### Task objective
In how many lines of the data does the word "church" appear? Give the number by itself.

= = = =

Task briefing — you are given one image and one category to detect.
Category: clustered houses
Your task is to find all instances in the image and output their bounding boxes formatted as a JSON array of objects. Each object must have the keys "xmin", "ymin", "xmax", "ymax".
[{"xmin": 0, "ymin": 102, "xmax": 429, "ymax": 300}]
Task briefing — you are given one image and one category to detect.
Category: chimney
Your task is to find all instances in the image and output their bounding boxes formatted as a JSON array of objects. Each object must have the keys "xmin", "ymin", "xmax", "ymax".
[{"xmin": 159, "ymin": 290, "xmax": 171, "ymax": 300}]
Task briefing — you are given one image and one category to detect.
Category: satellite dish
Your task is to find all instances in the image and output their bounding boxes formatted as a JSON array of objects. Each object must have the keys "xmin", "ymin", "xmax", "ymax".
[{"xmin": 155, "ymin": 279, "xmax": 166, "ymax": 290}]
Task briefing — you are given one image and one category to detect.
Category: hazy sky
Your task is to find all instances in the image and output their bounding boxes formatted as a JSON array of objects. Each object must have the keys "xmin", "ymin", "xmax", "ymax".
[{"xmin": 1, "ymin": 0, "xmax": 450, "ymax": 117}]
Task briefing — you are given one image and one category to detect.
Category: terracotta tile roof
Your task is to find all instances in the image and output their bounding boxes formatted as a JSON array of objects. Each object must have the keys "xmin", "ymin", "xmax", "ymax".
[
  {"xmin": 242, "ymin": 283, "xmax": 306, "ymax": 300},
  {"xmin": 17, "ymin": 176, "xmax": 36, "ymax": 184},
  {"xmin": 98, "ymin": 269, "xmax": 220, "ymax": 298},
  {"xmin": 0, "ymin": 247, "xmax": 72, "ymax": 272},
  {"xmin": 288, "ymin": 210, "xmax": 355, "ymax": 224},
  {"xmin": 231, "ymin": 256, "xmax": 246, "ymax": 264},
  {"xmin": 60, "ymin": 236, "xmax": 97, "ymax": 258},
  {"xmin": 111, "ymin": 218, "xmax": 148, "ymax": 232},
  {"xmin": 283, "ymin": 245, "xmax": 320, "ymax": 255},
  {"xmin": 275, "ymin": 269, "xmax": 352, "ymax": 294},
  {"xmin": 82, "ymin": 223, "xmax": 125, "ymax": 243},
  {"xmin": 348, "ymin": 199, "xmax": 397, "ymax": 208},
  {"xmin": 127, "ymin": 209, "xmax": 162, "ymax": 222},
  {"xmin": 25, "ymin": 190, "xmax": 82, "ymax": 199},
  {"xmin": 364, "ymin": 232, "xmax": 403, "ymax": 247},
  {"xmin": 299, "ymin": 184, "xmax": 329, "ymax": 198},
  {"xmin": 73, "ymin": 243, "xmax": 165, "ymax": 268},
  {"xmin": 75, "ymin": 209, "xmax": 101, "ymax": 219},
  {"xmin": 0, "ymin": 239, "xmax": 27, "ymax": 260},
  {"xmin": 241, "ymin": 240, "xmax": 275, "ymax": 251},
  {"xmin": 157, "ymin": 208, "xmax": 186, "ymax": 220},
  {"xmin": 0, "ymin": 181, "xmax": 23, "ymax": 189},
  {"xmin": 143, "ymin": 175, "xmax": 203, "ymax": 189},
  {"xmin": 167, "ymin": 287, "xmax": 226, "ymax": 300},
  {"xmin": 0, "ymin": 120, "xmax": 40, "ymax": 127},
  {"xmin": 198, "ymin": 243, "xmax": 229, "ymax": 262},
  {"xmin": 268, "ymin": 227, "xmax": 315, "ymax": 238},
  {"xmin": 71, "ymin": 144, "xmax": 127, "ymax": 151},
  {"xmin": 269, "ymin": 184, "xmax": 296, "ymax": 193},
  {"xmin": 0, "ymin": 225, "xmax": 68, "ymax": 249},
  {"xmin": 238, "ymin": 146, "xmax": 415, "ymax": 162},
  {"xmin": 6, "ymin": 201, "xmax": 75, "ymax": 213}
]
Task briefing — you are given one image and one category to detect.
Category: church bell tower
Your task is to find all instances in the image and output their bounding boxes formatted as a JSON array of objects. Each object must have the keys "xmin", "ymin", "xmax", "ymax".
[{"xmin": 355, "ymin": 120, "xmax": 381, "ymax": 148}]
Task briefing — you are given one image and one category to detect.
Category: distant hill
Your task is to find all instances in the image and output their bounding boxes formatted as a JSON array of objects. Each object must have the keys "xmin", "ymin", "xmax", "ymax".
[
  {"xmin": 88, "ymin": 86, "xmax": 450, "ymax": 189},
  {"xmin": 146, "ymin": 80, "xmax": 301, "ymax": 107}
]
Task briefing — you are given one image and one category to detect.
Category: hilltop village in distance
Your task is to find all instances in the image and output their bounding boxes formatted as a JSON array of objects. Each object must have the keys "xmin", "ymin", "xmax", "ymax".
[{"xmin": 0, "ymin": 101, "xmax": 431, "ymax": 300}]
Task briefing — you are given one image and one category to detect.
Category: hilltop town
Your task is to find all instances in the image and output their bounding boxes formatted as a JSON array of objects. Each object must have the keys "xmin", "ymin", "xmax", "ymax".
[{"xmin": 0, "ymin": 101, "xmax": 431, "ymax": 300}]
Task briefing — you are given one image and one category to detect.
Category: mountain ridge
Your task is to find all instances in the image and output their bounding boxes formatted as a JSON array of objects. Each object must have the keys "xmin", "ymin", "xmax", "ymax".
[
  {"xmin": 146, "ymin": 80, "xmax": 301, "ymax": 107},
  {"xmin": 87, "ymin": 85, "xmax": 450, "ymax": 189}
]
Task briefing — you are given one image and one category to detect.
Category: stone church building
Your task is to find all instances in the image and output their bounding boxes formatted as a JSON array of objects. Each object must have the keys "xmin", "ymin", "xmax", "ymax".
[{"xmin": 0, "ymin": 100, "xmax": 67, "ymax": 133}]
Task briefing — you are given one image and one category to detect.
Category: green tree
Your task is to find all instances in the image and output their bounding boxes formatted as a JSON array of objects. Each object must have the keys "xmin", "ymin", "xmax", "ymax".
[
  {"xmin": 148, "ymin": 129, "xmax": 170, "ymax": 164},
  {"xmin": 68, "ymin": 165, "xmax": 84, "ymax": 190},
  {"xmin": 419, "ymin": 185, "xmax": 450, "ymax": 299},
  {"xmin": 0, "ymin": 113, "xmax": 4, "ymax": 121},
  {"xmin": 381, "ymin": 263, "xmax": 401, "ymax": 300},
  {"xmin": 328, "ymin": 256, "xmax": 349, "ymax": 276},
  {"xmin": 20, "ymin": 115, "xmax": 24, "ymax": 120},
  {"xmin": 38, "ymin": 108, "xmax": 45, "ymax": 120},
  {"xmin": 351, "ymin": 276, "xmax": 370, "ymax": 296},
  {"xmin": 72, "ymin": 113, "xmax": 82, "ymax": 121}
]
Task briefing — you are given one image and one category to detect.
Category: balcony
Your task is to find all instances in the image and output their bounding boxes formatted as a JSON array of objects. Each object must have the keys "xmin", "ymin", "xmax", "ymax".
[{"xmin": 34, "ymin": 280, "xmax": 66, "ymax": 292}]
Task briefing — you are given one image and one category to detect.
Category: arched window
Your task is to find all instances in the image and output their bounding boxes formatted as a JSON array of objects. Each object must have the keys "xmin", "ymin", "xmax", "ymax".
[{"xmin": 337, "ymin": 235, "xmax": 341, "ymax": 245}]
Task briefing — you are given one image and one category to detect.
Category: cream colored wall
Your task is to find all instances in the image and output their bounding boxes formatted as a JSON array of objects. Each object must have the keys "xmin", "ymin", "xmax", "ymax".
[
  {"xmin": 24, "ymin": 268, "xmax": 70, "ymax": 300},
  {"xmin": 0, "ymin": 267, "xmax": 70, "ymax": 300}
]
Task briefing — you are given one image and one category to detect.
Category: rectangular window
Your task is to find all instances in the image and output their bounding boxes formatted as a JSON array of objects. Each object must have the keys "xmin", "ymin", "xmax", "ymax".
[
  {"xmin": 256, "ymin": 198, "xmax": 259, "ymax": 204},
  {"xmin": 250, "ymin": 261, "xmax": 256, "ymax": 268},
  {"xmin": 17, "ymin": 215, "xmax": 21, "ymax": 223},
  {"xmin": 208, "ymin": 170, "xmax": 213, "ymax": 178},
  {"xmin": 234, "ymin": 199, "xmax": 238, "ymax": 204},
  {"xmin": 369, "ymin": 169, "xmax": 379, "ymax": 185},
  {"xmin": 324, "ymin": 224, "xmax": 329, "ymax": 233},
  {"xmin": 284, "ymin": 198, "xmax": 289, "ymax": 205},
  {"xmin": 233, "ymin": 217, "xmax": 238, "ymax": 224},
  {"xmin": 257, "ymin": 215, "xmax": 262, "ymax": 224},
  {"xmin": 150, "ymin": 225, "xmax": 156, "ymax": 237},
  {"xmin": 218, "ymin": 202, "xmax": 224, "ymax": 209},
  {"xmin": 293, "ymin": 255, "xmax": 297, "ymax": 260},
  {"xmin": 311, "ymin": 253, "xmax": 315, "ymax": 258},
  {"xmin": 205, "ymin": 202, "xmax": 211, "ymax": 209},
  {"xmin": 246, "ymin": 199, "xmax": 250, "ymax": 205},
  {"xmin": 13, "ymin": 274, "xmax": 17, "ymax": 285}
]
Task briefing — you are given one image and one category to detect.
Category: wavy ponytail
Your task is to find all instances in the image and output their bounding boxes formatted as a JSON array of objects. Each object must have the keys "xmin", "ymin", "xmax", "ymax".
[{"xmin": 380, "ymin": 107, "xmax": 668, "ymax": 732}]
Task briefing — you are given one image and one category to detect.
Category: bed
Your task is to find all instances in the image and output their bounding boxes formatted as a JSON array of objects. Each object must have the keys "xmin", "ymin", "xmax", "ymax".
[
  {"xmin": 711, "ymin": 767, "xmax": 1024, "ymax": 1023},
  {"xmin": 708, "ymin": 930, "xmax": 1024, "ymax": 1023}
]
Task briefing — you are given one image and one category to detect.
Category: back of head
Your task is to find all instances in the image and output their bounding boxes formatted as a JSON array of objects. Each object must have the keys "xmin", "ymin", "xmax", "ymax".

= = = =

### Exercise response
2